* [Document extract]:
+ + + + +

Friday, 5/20/16
Our first reading today is about brothers and sisters, while
our Gospel is about husbands and wives.
James, in that first reading, assumes that as fellow
Christians we should see each other as true brothers and sisters.
That mutual trust and affection was not always in place between people who did
not know each other’s names.
Chapter Four of Genesis give us a picture of more bitter
times. In punishment for his killing his brother, God banished Cain to become a
stranger, wandering the face of the earth. The answer Cain gave to God gives us
a picture of those time when the only safe thing to do on meeting a strangers
was to kill him before he has a change t kill you. Cain said, “Anyone who sees
me might kill me.
In the Gospel Jesus spoke with such strictness about thr
marriage bound that we didn’t seem to give any opening for annulments and
remarriages.
However, to start with, Jesus did see where Moses had the
right to issue separations if he found the people guilty of hardness of hearts.

+ + + + +

* [Dataset records]:

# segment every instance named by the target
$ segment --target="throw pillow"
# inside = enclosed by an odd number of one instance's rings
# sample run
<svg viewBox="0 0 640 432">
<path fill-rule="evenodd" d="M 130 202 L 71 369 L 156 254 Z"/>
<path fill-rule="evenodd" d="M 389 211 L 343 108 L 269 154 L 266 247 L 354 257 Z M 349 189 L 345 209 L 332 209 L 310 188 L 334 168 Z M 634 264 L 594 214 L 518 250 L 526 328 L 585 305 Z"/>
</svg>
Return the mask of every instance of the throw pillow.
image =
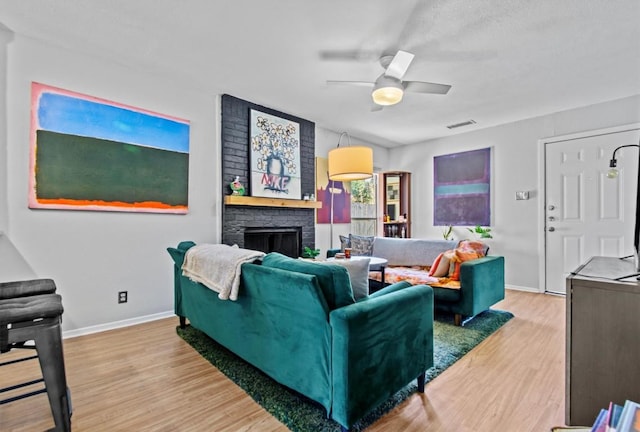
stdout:
<svg viewBox="0 0 640 432">
<path fill-rule="evenodd" d="M 456 249 L 454 258 L 451 261 L 453 265 L 450 268 L 449 278 L 451 280 L 460 280 L 460 264 L 477 258 L 480 258 L 480 255 L 476 251 Z"/>
<path fill-rule="evenodd" d="M 356 301 L 369 295 L 369 261 L 370 258 L 352 258 L 331 261 L 320 261 L 320 264 L 335 264 L 349 272 L 351 289 Z"/>
<path fill-rule="evenodd" d="M 344 249 L 351 247 L 351 240 L 349 240 L 349 237 L 347 236 L 343 236 L 340 235 L 340 252 L 344 253 Z"/>
<path fill-rule="evenodd" d="M 349 241 L 351 242 L 351 255 L 372 256 L 374 240 L 375 237 L 373 236 L 367 237 L 349 234 Z"/>
<path fill-rule="evenodd" d="M 445 256 L 445 253 L 442 252 L 438 255 L 433 261 L 431 265 L 431 269 L 429 270 L 429 276 L 433 277 L 445 277 L 449 274 L 449 264 L 450 259 L 448 256 Z"/>
</svg>

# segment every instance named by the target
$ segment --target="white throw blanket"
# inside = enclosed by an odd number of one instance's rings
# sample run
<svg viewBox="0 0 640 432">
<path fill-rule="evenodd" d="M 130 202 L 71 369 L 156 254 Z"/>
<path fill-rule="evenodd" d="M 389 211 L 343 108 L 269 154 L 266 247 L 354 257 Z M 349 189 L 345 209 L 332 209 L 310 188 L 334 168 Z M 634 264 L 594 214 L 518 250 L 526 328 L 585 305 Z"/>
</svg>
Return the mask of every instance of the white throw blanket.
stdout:
<svg viewBox="0 0 640 432">
<path fill-rule="evenodd" d="M 182 274 L 217 292 L 221 300 L 237 300 L 241 265 L 263 256 L 263 252 L 238 245 L 196 245 L 185 254 Z"/>
</svg>

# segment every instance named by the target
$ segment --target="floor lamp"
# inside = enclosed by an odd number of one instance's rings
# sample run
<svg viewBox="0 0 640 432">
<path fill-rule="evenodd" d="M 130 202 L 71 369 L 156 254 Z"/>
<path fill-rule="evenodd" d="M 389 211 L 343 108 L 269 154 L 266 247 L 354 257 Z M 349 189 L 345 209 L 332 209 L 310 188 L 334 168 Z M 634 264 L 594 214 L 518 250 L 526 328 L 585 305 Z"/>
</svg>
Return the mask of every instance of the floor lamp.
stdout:
<svg viewBox="0 0 640 432">
<path fill-rule="evenodd" d="M 616 160 L 616 152 L 624 147 L 640 147 L 640 141 L 638 144 L 625 144 L 613 151 L 613 156 L 611 156 L 611 160 L 609 161 L 609 171 L 607 172 L 607 177 L 610 179 L 614 179 L 618 177 L 618 169 L 616 168 L 618 165 L 618 161 Z M 633 258 L 634 265 L 636 267 L 637 272 L 625 276 L 621 276 L 616 278 L 616 280 L 626 279 L 628 277 L 636 276 L 636 279 L 640 280 L 640 152 L 638 152 L 638 187 L 636 189 L 636 220 L 635 226 L 633 229 L 633 254 L 627 255 L 625 257 L 621 257 L 620 259 Z"/>
<path fill-rule="evenodd" d="M 342 137 L 347 137 L 348 146 L 340 147 Z M 333 249 L 333 222 L 334 222 L 334 186 L 336 181 L 364 180 L 373 176 L 373 150 L 370 147 L 351 146 L 351 137 L 347 132 L 342 132 L 338 138 L 336 148 L 329 150 L 328 171 L 331 193 L 330 209 L 330 235 L 331 248 Z"/>
</svg>

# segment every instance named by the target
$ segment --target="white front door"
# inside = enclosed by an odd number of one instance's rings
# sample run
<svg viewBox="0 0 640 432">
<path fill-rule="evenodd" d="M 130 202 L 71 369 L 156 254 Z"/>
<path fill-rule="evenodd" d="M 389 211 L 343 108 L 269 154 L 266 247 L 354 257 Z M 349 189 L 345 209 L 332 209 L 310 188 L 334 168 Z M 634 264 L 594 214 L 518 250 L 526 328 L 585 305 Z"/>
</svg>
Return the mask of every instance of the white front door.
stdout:
<svg viewBox="0 0 640 432">
<path fill-rule="evenodd" d="M 633 253 L 638 129 L 545 143 L 545 291 L 565 293 L 566 278 L 592 256 Z"/>
</svg>

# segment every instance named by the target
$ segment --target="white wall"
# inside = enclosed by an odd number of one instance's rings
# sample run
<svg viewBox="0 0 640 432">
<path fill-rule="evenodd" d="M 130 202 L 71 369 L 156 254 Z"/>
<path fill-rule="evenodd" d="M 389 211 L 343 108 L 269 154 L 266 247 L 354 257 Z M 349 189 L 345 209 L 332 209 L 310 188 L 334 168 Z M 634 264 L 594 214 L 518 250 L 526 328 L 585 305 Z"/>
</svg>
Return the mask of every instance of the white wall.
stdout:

+ + + + +

* [Exercise instructions]: Continue the homily on the day's readings from its last sentence, about Moses issuing separations for hardness of heart.

* [Task result]:
The issuing of annulments for Catholic marriages got under
way in 1968, and it came about in a reasonable way. A group of scholars
approached Pope Paul VI, pointing out to him that the full enactment of the marriage covenant rested on
the parties fulfilling four conditions for validity.
At the hundreds of wedding at which I have officiated I have
always asked the same four-part question: “Have you come here (1) freely, (2)
without reservations, to (3) giver yourselves to each other, (4) n marriage.
I can’t here give my inexpert opinion as to how the parties
could be incapable of giving a valid consent to the marriage covenant.
We have marriage tribunals who sift the evidence in such a way that no one in injured
by their decisions as to validity of the marriage.